● **Work order**: Beginning at the line that contains "178L239 195L169 200L170", write out every line down to the end of the records, with both ends kept and nothing added.

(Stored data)
* * * * *
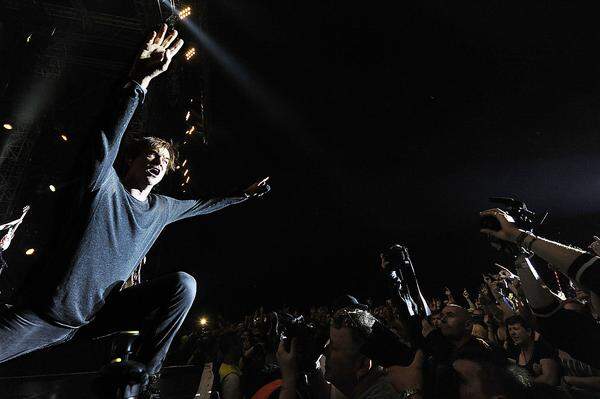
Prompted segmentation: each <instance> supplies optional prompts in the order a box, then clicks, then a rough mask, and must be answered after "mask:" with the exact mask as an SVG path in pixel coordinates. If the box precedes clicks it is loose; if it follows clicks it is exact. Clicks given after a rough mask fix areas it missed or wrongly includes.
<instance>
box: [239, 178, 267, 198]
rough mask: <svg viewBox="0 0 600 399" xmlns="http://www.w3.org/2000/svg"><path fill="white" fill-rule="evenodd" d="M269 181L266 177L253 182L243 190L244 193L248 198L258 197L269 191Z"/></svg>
mask: <svg viewBox="0 0 600 399" xmlns="http://www.w3.org/2000/svg"><path fill="white" fill-rule="evenodd" d="M267 181H269V178H268V177H265V178H264V179H262V180H260V181H258V182H256V183H254V184H253V185H251V186H250V187H248V188H247V189H245V190H244V195H245V196H246V197H248V198H260V197H262V196H263V195H265V194H266V193H268V192H269V191H271V186H269V184H268V183H267Z"/></svg>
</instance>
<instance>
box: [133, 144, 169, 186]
mask: <svg viewBox="0 0 600 399" xmlns="http://www.w3.org/2000/svg"><path fill="white" fill-rule="evenodd" d="M170 159H171V158H170V154H169V151H168V150H167V149H166V148H160V149H158V150H148V151H144V152H142V153H141V154H140V155H138V156H137V157H136V158H135V159H133V161H131V163H130V165H129V170H128V171H127V180H130V181H134V182H135V183H136V184H137V185H146V186H155V185H157V184H158V183H160V181H161V180H162V179H163V177H165V174H166V173H167V169H168V167H169V161H170Z"/></svg>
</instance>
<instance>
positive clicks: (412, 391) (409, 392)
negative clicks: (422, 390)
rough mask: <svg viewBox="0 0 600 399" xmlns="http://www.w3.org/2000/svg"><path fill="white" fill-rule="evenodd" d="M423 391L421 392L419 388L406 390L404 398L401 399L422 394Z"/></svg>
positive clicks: (422, 392) (415, 388)
mask: <svg viewBox="0 0 600 399" xmlns="http://www.w3.org/2000/svg"><path fill="white" fill-rule="evenodd" d="M422 393H423V391H422V390H421V388H408V389H407V390H405V391H404V398H403V399H408V398H410V397H411V396H414V395H417V394H422Z"/></svg>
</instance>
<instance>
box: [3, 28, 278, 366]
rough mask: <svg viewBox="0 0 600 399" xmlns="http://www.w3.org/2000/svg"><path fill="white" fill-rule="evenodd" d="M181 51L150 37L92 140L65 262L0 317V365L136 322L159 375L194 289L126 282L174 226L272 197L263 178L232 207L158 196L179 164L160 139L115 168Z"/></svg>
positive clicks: (166, 31) (48, 268) (173, 36)
mask: <svg viewBox="0 0 600 399" xmlns="http://www.w3.org/2000/svg"><path fill="white" fill-rule="evenodd" d="M182 46H183V41H182V40H181V39H179V40H177V31H175V30H170V31H168V30H167V26H166V25H163V26H162V27H161V29H159V31H158V32H152V35H151V37H150V38H149V39H148V41H147V42H146V44H145V46H144V48H143V49H142V51H141V52H140V55H139V56H138V58H137V59H136V62H135V64H134V66H133V68H132V70H131V73H130V76H129V78H130V80H129V82H128V83H127V84H126V85H125V86H124V87H123V88H122V89H121V91H120V93H119V95H118V97H117V98H116V101H115V102H114V103H113V104H111V105H112V106H111V111H110V112H109V113H108V114H107V116H105V117H104V118H103V119H102V120H101V121H100V122H101V126H100V127H99V129H97V130H95V131H94V132H93V135H94V136H93V137H92V142H93V144H92V146H91V147H92V148H91V150H92V152H93V154H94V155H93V162H92V164H91V165H90V172H89V173H87V174H86V175H85V176H86V178H85V182H84V184H83V186H82V195H81V202H80V203H81V208H80V209H77V210H76V212H77V217H76V220H75V221H74V223H73V228H70V229H69V230H70V231H71V232H72V233H71V234H70V236H69V238H68V239H66V240H65V241H64V243H62V245H63V246H64V249H63V250H62V251H61V254H62V255H61V256H56V257H55V258H54V259H53V260H52V261H51V262H50V264H49V266H50V267H47V269H49V270H50V273H47V275H48V277H47V278H46V279H43V281H42V282H41V283H40V284H39V289H36V295H35V297H34V296H33V295H32V297H31V299H30V300H26V301H25V302H23V303H22V304H20V305H17V306H14V307H11V308H1V309H0V362H3V361H6V360H9V359H12V358H15V357H17V356H20V355H23V354H25V353H28V352H31V351H34V350H37V349H41V348H44V347H48V346H51V345H56V344H58V343H61V342H65V341H67V340H69V339H71V338H72V337H73V336H74V334H75V333H76V332H77V331H78V330H79V329H80V328H81V327H82V326H84V325H86V324H88V323H90V322H91V321H92V320H94V319H95V318H96V316H98V318H99V319H102V321H103V323H104V324H113V325H114V328H115V330H117V329H119V327H120V326H124V325H125V324H126V325H127V328H131V327H129V326H130V325H131V322H138V325H139V328H140V330H141V334H140V345H139V350H138V353H137V357H136V360H138V361H140V362H142V363H144V364H145V365H146V368H147V371H148V373H149V374H150V375H153V374H156V373H157V372H158V371H159V370H160V367H161V365H162V362H163V360H164V358H165V356H166V354H167V351H168V349H169V346H170V344H171V341H172V340H173V337H174V336H175V334H176V333H177V330H178V329H179V327H180V326H181V324H182V323H183V320H184V319H185V316H186V315H187V312H188V310H189V308H190V307H191V305H192V302H193V300H194V297H195V294H196V281H195V280H194V278H193V277H192V276H190V275H189V274H187V273H183V272H178V273H173V274H169V275H165V276H162V277H159V278H156V279H154V280H152V281H149V282H145V283H142V284H140V285H137V286H135V287H132V288H128V289H125V290H121V287H122V285H123V282H124V281H125V280H127V278H128V277H129V276H130V274H131V273H132V271H133V270H134V269H135V268H136V266H137V265H138V264H139V263H140V261H141V260H142V259H143V257H144V256H145V255H146V253H147V252H148V250H149V249H150V247H151V246H152V244H153V243H154V242H155V240H156V239H157V238H158V236H159V234H160V233H161V231H162V230H163V229H164V228H165V226H167V225H168V224H170V223H172V222H175V221H178V220H181V219H184V218H188V217H192V216H197V215H204V214H207V213H210V212H214V211H216V210H219V209H221V208H224V207H226V206H229V205H232V204H237V203H240V202H242V201H245V200H246V199H248V198H251V197H257V196H261V195H262V194H264V193H266V192H267V191H268V190H269V186H268V185H267V183H266V179H265V180H262V181H260V182H258V183H255V184H253V185H252V186H250V187H248V188H247V189H246V190H245V191H244V192H242V193H240V194H239V195H238V196H234V197H229V198H214V199H209V200H185V201H183V200H177V199H174V198H171V197H167V196H163V195H157V194H154V193H152V189H153V187H154V186H155V185H156V184H158V183H159V182H160V181H161V180H162V178H163V177H164V176H165V174H166V173H167V170H168V169H169V168H172V167H173V165H174V162H175V159H174V157H175V153H174V151H173V149H172V147H171V145H170V143H168V142H167V141H164V140H162V139H158V138H155V137H145V138H143V139H142V140H139V141H138V142H137V144H136V146H135V147H134V148H135V149H134V151H132V152H130V153H129V154H128V156H127V157H126V164H127V171H126V172H125V174H124V176H122V178H119V176H117V173H116V171H115V169H114V167H113V163H114V161H115V158H116V156H117V153H118V151H119V146H120V143H121V139H122V137H123V134H124V133H125V130H126V128H127V125H128V123H129V121H130V119H131V117H132V115H133V113H134V111H135V109H136V108H137V106H138V104H139V103H141V102H143V99H144V96H145V94H146V91H147V88H148V85H149V83H150V81H151V80H152V79H154V78H155V77H157V76H158V75H160V74H161V73H162V72H164V71H166V70H167V68H168V67H169V64H170V63H171V60H172V58H173V56H174V55H175V54H177V52H178V51H179V50H180V49H181V47H182ZM101 309H102V312H100V310H101ZM106 314H108V315H109V316H105V315H106Z"/></svg>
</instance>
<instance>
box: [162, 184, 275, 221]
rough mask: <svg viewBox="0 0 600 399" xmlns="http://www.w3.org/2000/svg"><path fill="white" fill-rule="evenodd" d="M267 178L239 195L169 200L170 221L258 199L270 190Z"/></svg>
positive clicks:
* * * * *
● **Solution to this exercise**:
rough mask: <svg viewBox="0 0 600 399" xmlns="http://www.w3.org/2000/svg"><path fill="white" fill-rule="evenodd" d="M267 178L239 195L169 200L170 221L258 199L270 190Z"/></svg>
positive clicks:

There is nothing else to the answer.